Flying Stinging Insects Minimize

Clothes Moth

(Length: up to 1/2")

These are small yellowish or brownish moths. Larvae spin a silken tube or case which they drag around themselves to protect them from the environment and their natural enemies. Eggs are laid on products the larva will consume such as: wool, feathers, fur, hair, animal and fish meals and milk powders. Adults do not feed on fabrics. Only the larvae damage household goods. They are not attracted to light, preferring dark, protected areas. Cedar closets will not prevent them from entering.


(Length: 5/8”–3/4")

Hornets usually are responsible for the large, football-shaped nests around homes and businesses in trees and on the sides of buildings.  These pests are extremely aggressive and have been known to repeatedly sting anyone or anything that disturbs them. They are black and white and will live in colonies of hundreds to thousands. Control can be accomplished at any time of day, but treating at night will ensure that most hornets are in the nest at the time of treatment. Do not use a flashlight during treatment, Hornets will follow the beam of light and attack its holder.

House Fly

(Length:1/8” to 1/4”)

This is the most common fly to be found in this area. They have clear wings that are longer than their body, and protruding eyes, which are quite noticeable. The house fly is a vector for many types of diseases and pathogens and they will lay between 350 – 900 eggs in a lifetime.  Under ideal conditions a house fly can fully mature in as little as 6 days.  They generally breed outside near garbage or other waste.  A combination of methods is needed to control these pests including exclusion, exterior baiting, and insect light traps.

INFORMATION GIVEN —
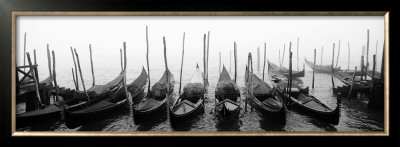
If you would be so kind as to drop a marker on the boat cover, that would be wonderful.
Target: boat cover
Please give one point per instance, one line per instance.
(93, 92)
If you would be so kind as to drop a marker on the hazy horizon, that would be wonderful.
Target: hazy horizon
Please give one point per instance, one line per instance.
(106, 35)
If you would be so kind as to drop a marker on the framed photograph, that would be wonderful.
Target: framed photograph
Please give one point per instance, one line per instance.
(192, 73)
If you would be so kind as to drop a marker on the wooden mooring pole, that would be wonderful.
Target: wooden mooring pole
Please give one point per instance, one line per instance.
(367, 62)
(321, 55)
(283, 55)
(120, 52)
(54, 73)
(35, 81)
(49, 62)
(167, 84)
(315, 54)
(333, 60)
(35, 63)
(73, 76)
(258, 58)
(76, 71)
(337, 59)
(372, 90)
(24, 49)
(348, 56)
(297, 54)
(219, 63)
(80, 73)
(147, 58)
(290, 69)
(280, 61)
(382, 63)
(362, 63)
(235, 57)
(208, 49)
(91, 64)
(204, 58)
(183, 52)
(230, 62)
(265, 54)
(251, 80)
(352, 83)
(127, 94)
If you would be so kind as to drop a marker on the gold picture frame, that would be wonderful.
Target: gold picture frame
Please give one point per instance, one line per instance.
(15, 133)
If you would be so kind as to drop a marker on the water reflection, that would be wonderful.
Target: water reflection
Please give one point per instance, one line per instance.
(188, 124)
(153, 121)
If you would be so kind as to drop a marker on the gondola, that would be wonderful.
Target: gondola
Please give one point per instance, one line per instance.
(302, 100)
(114, 102)
(262, 98)
(322, 68)
(227, 94)
(284, 71)
(79, 100)
(155, 101)
(191, 101)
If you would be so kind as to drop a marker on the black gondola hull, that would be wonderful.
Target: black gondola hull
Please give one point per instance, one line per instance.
(175, 118)
(277, 115)
(140, 117)
(73, 120)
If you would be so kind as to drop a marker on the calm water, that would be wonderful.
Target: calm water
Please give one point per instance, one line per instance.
(354, 113)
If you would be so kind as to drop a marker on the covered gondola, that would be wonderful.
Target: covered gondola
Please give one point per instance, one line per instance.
(107, 106)
(78, 101)
(300, 99)
(285, 72)
(322, 68)
(262, 98)
(227, 94)
(155, 101)
(191, 102)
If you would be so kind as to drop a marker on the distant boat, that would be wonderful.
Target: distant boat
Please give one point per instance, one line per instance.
(227, 94)
(191, 102)
(155, 101)
(262, 98)
(109, 105)
(284, 71)
(78, 101)
(322, 68)
(302, 100)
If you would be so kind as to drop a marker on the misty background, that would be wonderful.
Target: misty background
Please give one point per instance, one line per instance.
(106, 35)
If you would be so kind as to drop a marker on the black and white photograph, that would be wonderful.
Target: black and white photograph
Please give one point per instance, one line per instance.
(199, 74)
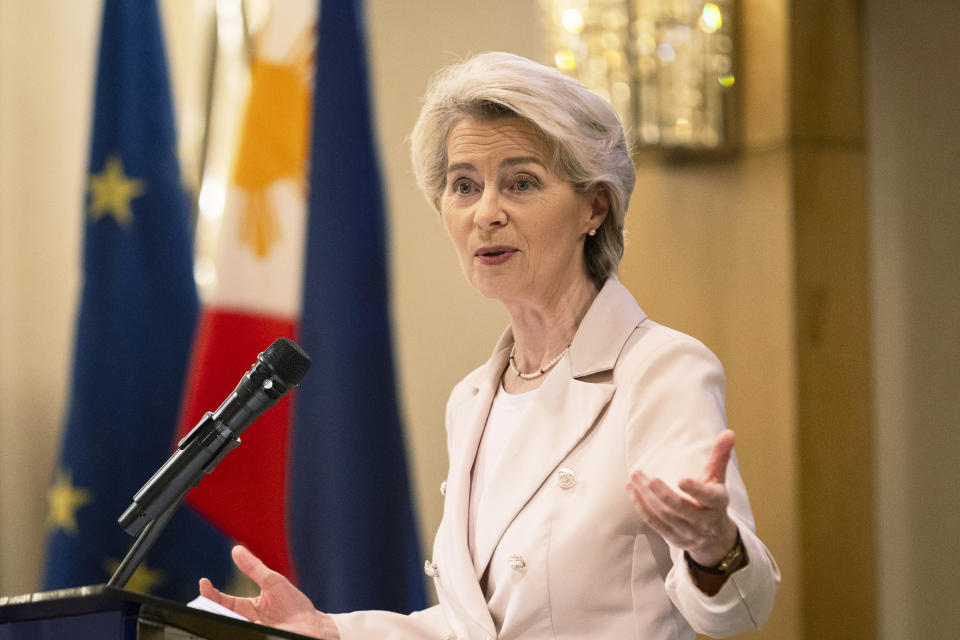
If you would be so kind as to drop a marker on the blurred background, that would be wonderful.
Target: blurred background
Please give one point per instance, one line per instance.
(816, 251)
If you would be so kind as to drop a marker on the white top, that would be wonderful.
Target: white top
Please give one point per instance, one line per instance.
(506, 412)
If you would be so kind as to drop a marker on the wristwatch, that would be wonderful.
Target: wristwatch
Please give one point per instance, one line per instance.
(728, 564)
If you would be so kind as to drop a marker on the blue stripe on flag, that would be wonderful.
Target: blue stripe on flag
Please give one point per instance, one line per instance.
(353, 534)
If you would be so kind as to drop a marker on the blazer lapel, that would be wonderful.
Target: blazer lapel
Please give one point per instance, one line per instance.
(563, 412)
(469, 420)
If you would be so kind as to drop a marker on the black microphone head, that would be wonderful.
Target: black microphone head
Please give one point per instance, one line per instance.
(286, 358)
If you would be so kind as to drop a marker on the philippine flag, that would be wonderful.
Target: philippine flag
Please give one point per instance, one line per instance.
(320, 493)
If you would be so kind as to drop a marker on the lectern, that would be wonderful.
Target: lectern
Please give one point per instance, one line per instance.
(107, 613)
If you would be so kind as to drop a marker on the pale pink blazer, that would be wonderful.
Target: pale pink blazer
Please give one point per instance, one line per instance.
(629, 394)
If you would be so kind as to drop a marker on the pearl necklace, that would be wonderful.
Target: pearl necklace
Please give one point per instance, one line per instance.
(541, 371)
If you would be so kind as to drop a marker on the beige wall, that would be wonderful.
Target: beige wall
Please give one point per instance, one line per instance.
(914, 153)
(710, 251)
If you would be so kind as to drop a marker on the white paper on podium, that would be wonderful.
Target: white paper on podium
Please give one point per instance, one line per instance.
(206, 604)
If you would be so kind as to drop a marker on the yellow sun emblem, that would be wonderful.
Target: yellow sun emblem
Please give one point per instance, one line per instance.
(273, 144)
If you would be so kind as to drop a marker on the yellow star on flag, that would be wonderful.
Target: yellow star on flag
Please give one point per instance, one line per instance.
(112, 191)
(143, 580)
(64, 500)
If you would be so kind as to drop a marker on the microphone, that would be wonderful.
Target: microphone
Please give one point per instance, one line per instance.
(277, 370)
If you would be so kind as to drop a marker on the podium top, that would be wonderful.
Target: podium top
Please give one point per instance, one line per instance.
(100, 598)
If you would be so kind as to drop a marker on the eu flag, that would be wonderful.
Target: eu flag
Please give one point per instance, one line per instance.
(351, 520)
(136, 319)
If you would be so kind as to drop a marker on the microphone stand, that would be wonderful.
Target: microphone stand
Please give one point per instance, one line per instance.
(142, 545)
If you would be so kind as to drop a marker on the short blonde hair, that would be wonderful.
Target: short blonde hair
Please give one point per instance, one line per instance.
(583, 131)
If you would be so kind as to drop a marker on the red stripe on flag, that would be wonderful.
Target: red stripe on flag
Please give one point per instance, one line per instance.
(246, 495)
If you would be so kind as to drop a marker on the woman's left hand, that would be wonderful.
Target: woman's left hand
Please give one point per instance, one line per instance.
(695, 520)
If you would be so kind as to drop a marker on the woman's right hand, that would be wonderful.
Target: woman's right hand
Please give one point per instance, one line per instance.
(280, 604)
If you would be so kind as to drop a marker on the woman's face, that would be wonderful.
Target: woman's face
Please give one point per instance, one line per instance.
(517, 227)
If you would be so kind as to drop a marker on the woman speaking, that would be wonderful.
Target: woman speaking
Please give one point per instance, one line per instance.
(591, 491)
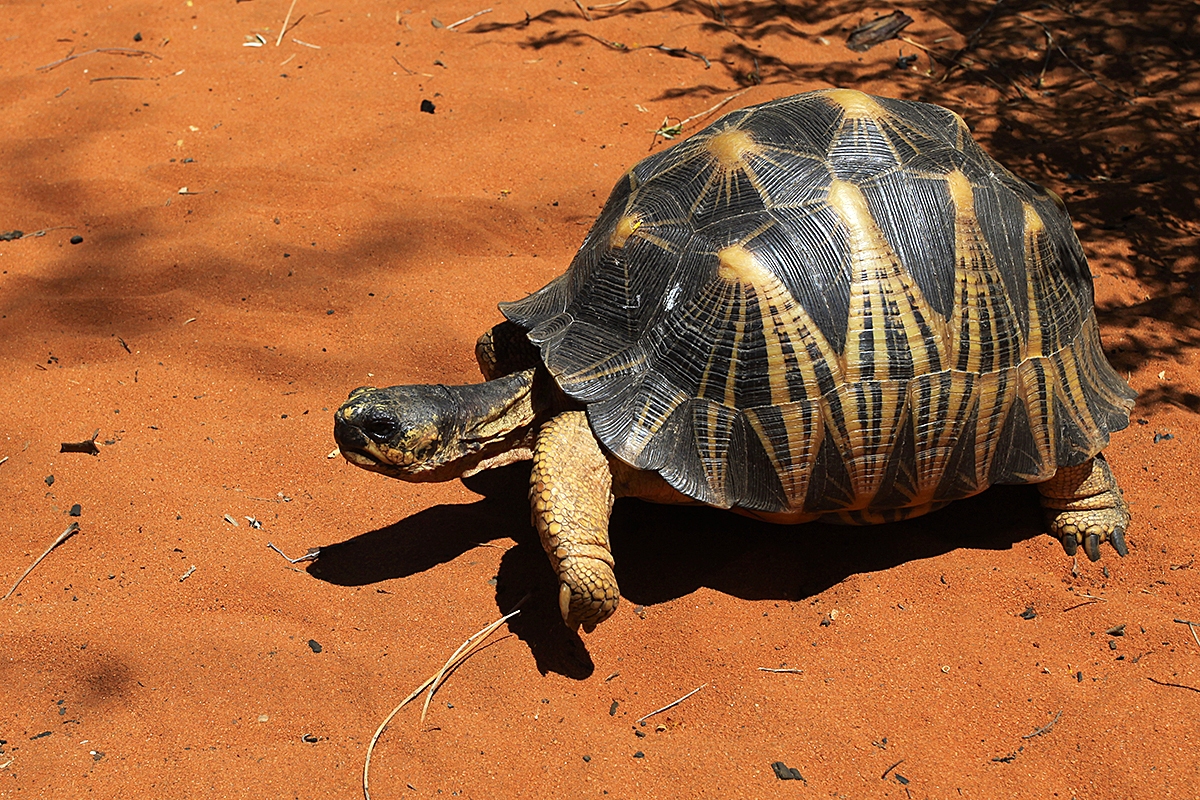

WORK ORDER —
List every method that the insect text above gives for controlling house flies.

REPLY TO THE TASK —
Exclusion, exterior baiting, and insect light traps.